** Selected passage follows **

In school probability is often introduced with examples of dice, coin tosses, marble urns and the like. The sample sizes are kept small for illustrative purposes, the space of possible outcomes is well within a range one can comfortably count. Some weeks ago we saw one consequence of this, where Bill Cole would only define probability in terms of the counting measure, and completely overlook the possibility of non-uniform distributions, let alone non-finite sample spaces. What I’m spotting here with Gilbert is a similar situation.
“Randomness” is something many who do not work with it associate with a form of completely uncontrollable chaos. A random system to them is a system that can pretty much do what ever is within its reach at any point, and there is no characterizing or predicting it. Bluntly put, this is just straight up false. At sufficiently large sample sizes - which, depending on the concrete problem, may be trivially easy to achieve, like in the case of thousands to billions of a genome’s base pairs - “noise” is a grossly insufficient descriptor of any process, not because the process is something other than random, but because of how easy it is to tell the difference between even seemingly slightly different distributions.

** End of Selected passage **
** Data excerpts follows **

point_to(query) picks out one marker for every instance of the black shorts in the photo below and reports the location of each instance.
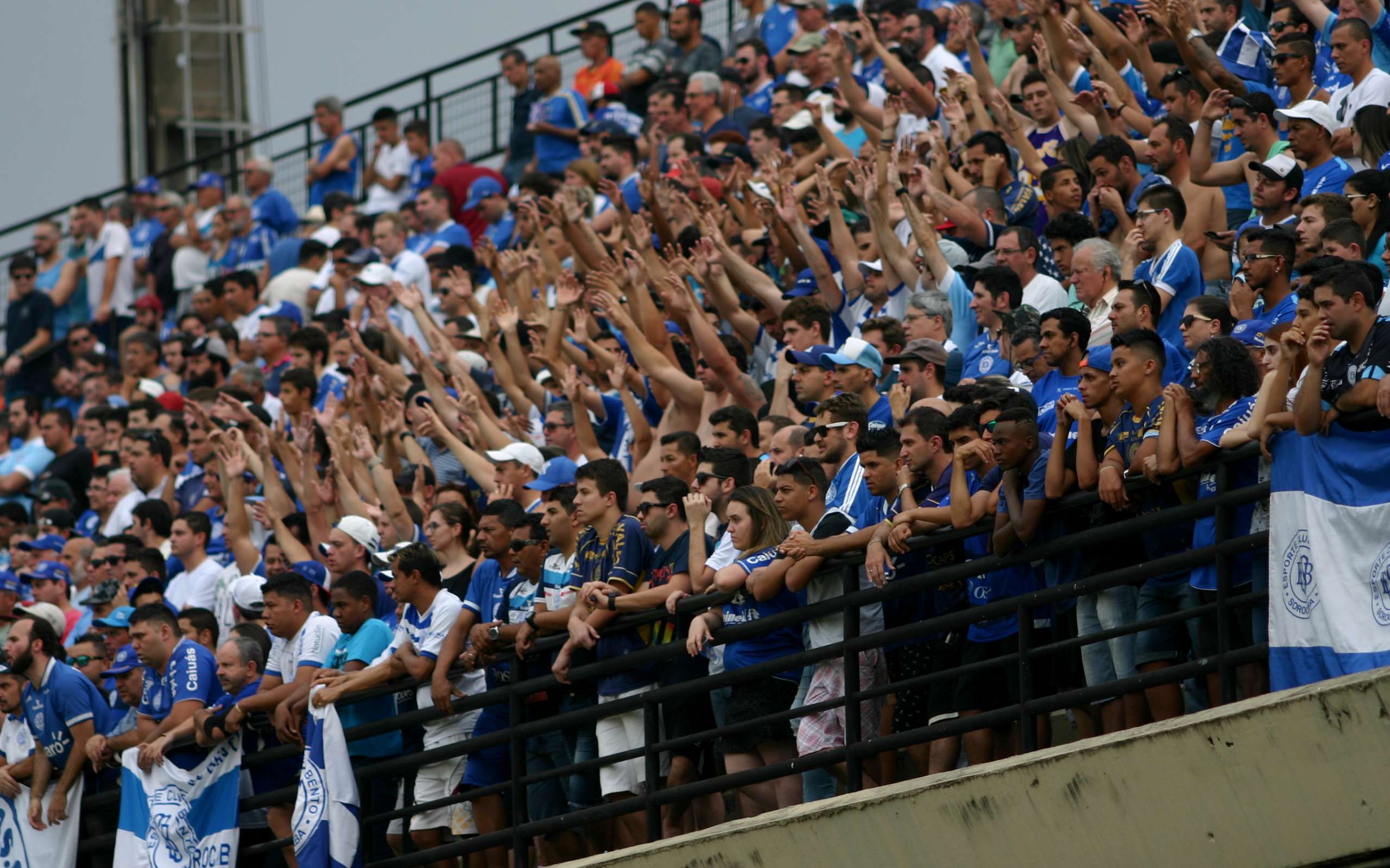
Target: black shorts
(1239, 624)
(753, 700)
(993, 687)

** End of Data excerpts **

■ List of tasks
a – From the passage on randomness and probability, reproduce everything from "In school probability" down to "a similar situation.".
b – Carry on with the passage about randomness and probability from its last sentence.

■ Answers for this exercise
a –
In school probability is often introduced with examples of dice, coin tosses, marble urns and the like. The sample sizes are kept small for illustrative purposes, the space of possible outcomes is well within a range one can comfortably count. Some weeks ago we saw one consequence of this, where Bill Cole would only define probability in terms of the counting measure, and completely overlook the possibility of non-uniform distributions, let alone non-finite sample spaces. What I’m spotting here with Gilbert is a similar situation.

b –
Say you are given two dice, one of which is weighted such that one side is, say, 3% more likely than all the others. You will be hard-pressed to accurately and reliably tell which is which after only a dozen or so throws of each, even if you repeat the experiment another time or two. After some 12k throws of each, however, the likelihood to make an earnest mistake in assessing the difference between the outcome distributions is vanishingly small. You know what a fair dice looks like in the high sample size limit. Will every side have an equal share of all the throws? No. But if on the other dice one side dominates the others by as much as 3%, can you honestly argue that this is likely the fair one, and the other weighted?
Much the same argument applies with genome mutations. Surely, something that wildly changes between a handful of generations is likely not survival-critical. We can tell a non-viable organism by how unambiguously dead it is, after all. And this scales down from survival-critical to merely heavily or even slightly impactful. So, if some part of a genome mutates at a rate much different to the other, then the more conserved portion is likely to contain the more important functions. The most mutable portions, on the other hand, must be the ones that either serve functions that have at most a minimal impact on the organism’s fitness, or they serve no function at all. Crucially, we can perform experiments to measure and distinguish those regions reliably. Lastly, we call evolution that has no impact on an organism’s fitness “neutral”. The prediction is that there is (to a first approximation) a positive correlation between how quickly a genome region mutates and the impact mutations in that region have on the carrier organism’s fitness.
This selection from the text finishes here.